Extracted text

☆ ☆ ☆ ☆ ☆ ☆ ☆

The use of a polymer such as polyimide as a crack stop layer has been found to be effective for various reasons. For example, it has been found that when a crack enters a layer of the polyimide material, which is somewhat plastic, propagation of the crack will be resisted due to energy absorption within the new material provided that a sufficiently thick layer is used. To make use of such a mechanism (i.e., energy absorption due to plasticity), it is necessary to use a relatively soft material, such as polyimide. In practice, however, there is a reluctance to incorporate materials such as polyimide into the body of a wafer for reasons of reliability.

In accordance with the present invention, it has further been found that some materials and processes can serve as an effective crack stop layer because the properties of the interface formed with the inserted material layer or by the inserted process tend to cause a crack that encounters the interface to propagate in a horizontal manner, along the interface, preventing propagation of the crack in a direction that is harmful to the manufactured article. This has been found to result from the presence of a lateral weakness at this interface, that diverts the propagation of the crack along the weakened interface rather than by arrest of the crack at or in an inserted layer. Moreover, it has been found that this effect can be achieved with materials other than polyimide, including materials that are more compatible with, and preferred for use in, the manufacture of integrated circuit components. Such effects are generally achievable with any interface having a lateral weakness responsive to crack propagation.

The present invention is primarily directed to the use of multiple layers of material, each of which is sufficiently thick to perturb a crack (e.g., a minimum thickness of about 50 Å). A main attribute of the present invention is the presence of multiple interfaces, each of which serves to horizontally deflect a propagating crack. Control of the fracture resistance of the interface is important because, the weaker the interface, the more likely that the crack will deflect along the interface. In practice, however, if the interface is made too weak, the resulting (layered) structure will not hold during the manufacturing process. Accordingly, there will generally be an optimum range for the fracture resistance of the interface, depending on the materials incorporated.

It is to be understood that both the foregoing general description and the following detailed description are exemplary, but are not restrictive, of the invention.

☆ ☆ ☆ ☆ ☆ ☆ ☆

Raw records
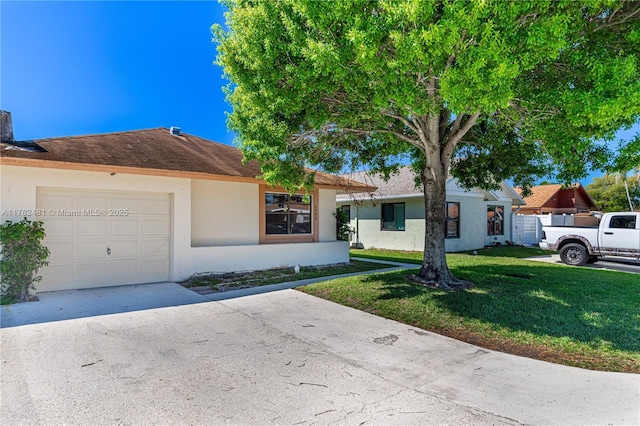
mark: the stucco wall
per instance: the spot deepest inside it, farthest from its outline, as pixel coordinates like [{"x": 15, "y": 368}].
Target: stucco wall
[
  {"x": 18, "y": 186},
  {"x": 366, "y": 218},
  {"x": 502, "y": 239},
  {"x": 224, "y": 213}
]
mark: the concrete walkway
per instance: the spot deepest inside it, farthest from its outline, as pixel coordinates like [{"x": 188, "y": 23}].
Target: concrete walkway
[{"x": 282, "y": 358}]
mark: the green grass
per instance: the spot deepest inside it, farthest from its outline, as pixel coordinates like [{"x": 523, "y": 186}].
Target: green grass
[{"x": 575, "y": 316}]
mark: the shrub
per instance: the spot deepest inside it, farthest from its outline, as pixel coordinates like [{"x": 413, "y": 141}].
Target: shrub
[{"x": 22, "y": 255}]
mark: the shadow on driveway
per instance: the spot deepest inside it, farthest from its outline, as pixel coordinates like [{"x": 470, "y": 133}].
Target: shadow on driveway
[{"x": 71, "y": 304}]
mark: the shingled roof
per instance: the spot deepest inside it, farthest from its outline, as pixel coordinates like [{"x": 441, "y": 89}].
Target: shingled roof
[
  {"x": 542, "y": 195},
  {"x": 150, "y": 151}
]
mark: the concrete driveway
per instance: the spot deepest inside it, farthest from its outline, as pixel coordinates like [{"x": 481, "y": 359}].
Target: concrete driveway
[{"x": 276, "y": 358}]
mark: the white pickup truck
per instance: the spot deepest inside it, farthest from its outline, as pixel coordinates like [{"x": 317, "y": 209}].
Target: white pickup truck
[{"x": 617, "y": 235}]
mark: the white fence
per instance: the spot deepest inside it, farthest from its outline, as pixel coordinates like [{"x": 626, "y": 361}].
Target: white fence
[{"x": 527, "y": 229}]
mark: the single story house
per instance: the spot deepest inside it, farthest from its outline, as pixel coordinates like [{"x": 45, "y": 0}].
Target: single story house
[
  {"x": 556, "y": 199},
  {"x": 160, "y": 205},
  {"x": 393, "y": 217}
]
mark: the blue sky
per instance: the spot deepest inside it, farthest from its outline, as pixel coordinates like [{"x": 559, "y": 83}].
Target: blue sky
[{"x": 83, "y": 67}]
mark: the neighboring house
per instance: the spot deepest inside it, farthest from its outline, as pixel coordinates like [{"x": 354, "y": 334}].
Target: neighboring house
[
  {"x": 160, "y": 205},
  {"x": 393, "y": 217},
  {"x": 554, "y": 199}
]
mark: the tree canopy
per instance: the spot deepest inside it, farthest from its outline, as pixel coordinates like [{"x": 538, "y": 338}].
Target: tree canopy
[
  {"x": 483, "y": 90},
  {"x": 610, "y": 193}
]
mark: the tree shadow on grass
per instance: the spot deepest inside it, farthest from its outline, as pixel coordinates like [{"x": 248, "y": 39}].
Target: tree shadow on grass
[{"x": 533, "y": 299}]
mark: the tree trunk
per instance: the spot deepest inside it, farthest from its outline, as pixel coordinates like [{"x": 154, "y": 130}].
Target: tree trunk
[{"x": 434, "y": 271}]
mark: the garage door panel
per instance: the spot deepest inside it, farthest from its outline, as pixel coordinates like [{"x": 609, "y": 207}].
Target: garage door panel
[
  {"x": 60, "y": 251},
  {"x": 57, "y": 201},
  {"x": 91, "y": 274},
  {"x": 155, "y": 227},
  {"x": 91, "y": 250},
  {"x": 155, "y": 247},
  {"x": 125, "y": 249},
  {"x": 137, "y": 237},
  {"x": 93, "y": 226},
  {"x": 124, "y": 227}
]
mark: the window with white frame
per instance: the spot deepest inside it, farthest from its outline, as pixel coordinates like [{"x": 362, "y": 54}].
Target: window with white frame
[
  {"x": 452, "y": 220},
  {"x": 287, "y": 214},
  {"x": 392, "y": 217}
]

☆ ☆ ☆ ☆ ☆ ☆ ☆

Task instructions
Answer these questions from the excerpt on crack stop layers:
1. What polymer does it name as a relatively soft crack stop material?
2. What minimum thickness does it give as an example for each layer?
3. What does it say happens to the layered structure if the interface is made too weak?
The rows are not required for this exercise.

The response
1. Polyimide.
2. About 50 Å.
3. It will not hold during the manufacturing process.